==== Records shown ====

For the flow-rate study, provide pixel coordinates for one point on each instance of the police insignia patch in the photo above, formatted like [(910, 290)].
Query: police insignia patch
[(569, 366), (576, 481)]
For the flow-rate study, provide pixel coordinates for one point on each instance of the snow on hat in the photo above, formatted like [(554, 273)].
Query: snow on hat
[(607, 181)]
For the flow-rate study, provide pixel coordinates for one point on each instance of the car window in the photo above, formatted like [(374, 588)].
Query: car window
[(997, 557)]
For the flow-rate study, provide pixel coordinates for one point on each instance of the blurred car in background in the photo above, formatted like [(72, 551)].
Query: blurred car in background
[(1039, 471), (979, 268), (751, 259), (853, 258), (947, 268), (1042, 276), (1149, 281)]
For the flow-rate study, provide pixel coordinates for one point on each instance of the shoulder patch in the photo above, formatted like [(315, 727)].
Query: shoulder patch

====

• **Exercise goal**:
Find each line in the records that includes the word "shoulder". Report the total and nothing more.

• **Solution for this task**:
2